_About this task_
Everything from the line with "Query: multi-lane road" through the last line of the records below should be copied exactly, both ends included.

(Entries shown begins)

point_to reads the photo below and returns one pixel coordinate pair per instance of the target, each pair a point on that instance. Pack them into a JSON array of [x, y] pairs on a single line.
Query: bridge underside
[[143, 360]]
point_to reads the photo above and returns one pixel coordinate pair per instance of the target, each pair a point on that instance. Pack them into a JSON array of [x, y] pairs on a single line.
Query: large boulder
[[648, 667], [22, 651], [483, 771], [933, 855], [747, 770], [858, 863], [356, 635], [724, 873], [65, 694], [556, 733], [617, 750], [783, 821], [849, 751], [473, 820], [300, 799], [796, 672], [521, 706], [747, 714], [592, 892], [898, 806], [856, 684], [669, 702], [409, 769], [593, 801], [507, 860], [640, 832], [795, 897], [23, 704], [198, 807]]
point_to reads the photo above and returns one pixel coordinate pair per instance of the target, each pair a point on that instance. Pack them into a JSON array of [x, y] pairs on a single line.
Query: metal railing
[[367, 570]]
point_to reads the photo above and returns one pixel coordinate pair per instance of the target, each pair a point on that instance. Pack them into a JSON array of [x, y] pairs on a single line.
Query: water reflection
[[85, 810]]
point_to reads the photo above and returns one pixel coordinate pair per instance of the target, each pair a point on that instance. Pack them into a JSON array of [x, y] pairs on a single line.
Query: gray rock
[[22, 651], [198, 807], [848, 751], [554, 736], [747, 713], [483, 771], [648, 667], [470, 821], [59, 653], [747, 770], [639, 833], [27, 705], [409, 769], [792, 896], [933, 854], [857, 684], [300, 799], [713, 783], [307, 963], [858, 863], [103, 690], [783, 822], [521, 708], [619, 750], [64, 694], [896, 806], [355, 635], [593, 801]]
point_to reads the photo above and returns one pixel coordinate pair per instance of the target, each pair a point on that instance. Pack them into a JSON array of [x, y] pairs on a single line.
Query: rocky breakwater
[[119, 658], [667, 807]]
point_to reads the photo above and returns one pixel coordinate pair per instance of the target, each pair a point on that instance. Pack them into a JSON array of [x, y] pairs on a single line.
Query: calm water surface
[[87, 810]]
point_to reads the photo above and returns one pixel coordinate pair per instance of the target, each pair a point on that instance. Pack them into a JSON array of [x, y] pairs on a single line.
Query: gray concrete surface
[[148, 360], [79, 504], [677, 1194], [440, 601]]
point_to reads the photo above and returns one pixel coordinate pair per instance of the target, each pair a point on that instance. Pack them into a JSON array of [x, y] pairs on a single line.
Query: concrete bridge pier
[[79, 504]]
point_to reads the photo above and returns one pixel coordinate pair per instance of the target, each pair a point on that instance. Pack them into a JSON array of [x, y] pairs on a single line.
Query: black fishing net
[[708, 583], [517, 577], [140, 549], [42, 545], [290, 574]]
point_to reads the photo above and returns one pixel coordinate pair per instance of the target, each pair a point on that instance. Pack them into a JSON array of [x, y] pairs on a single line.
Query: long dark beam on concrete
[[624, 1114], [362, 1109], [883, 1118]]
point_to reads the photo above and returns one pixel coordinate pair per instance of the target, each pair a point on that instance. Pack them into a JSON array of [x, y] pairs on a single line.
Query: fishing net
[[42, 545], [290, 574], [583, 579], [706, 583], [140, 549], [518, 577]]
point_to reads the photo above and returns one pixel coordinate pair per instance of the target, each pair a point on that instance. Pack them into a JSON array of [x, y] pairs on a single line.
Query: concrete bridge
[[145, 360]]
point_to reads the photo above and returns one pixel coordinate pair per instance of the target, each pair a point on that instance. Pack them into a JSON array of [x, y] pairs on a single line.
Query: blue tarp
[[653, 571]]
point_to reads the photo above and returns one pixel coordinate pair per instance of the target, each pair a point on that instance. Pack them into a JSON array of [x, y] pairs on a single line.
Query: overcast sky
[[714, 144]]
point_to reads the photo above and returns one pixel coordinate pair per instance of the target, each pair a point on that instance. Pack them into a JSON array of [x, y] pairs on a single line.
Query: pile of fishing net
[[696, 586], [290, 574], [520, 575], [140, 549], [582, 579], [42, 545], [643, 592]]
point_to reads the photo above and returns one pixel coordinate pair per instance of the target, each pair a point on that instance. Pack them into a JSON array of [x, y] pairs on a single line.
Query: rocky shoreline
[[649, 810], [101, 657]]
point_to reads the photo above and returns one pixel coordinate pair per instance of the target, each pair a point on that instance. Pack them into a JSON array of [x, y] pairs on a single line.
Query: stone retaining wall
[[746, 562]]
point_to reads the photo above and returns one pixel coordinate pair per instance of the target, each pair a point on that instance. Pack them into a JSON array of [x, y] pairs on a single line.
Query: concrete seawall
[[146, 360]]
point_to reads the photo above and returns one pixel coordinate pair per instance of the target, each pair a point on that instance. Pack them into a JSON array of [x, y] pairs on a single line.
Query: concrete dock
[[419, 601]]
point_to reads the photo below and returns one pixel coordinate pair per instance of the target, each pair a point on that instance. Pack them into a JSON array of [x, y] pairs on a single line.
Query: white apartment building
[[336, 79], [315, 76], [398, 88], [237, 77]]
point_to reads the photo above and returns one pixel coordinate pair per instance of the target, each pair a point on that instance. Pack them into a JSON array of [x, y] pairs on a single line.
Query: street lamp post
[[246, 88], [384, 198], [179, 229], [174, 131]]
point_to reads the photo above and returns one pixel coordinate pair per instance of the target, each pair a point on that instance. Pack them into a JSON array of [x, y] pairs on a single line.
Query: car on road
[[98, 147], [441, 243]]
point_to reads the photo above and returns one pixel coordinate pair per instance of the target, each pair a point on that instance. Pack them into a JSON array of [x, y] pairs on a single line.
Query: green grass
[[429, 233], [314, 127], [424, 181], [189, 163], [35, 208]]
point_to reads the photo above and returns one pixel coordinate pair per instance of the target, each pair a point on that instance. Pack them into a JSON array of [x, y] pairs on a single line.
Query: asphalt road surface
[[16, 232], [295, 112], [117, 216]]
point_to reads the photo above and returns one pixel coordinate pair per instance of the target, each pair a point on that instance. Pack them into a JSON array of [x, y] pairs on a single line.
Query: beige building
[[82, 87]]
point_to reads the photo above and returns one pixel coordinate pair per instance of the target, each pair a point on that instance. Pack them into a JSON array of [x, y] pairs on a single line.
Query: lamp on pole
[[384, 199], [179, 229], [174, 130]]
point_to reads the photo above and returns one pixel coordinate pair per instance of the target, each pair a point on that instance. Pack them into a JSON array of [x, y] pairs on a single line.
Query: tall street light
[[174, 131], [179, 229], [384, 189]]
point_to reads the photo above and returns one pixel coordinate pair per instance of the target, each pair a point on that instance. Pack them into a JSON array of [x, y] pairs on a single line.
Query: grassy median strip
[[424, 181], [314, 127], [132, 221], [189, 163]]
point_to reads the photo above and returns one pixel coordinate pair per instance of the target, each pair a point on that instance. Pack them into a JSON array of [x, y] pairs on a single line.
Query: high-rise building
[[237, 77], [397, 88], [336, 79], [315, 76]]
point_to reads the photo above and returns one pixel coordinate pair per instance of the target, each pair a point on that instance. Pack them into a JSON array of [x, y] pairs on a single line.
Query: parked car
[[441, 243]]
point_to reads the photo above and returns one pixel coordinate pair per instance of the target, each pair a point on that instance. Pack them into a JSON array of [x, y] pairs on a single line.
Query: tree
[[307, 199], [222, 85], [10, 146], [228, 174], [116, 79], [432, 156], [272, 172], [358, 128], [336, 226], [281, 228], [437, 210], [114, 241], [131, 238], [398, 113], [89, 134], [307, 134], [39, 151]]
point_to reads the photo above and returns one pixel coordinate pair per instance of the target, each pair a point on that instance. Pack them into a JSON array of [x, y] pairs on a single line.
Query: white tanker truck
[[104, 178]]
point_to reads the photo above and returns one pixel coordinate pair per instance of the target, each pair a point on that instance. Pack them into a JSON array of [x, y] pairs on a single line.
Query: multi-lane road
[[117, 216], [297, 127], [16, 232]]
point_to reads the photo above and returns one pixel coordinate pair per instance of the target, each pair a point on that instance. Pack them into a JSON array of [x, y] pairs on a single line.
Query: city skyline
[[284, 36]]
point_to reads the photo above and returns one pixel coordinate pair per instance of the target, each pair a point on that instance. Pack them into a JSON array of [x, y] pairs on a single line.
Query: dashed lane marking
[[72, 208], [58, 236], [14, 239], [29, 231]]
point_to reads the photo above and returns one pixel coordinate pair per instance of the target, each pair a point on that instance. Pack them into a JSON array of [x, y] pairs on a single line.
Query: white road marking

(Entries shown ends)

_Reply_
Query: multi-lane road
[[117, 216], [297, 127], [16, 232]]
point_to reads the photo above and returns one pixel coordinate pair per instance of the target, each pair a point on that instance. Pack them into a JSON array of [x, y] pairs on a single line.
Query: city skyline
[[284, 36]]
point_to reads the photo above and returns one pixel coordinate pair per instance of the target, each pair a point on that instance. Pack them into a JSON array of [x, y] pairs on a single line.
Query: dashed lane marking
[[72, 208], [58, 236], [14, 239], [29, 231]]
point_to reads the photo above and returns one pixel coordinate pair per instance of the target, each pair a point on that instance. Pack them into a JSON array of [x, y] pairs on a single line.
Query: white road marking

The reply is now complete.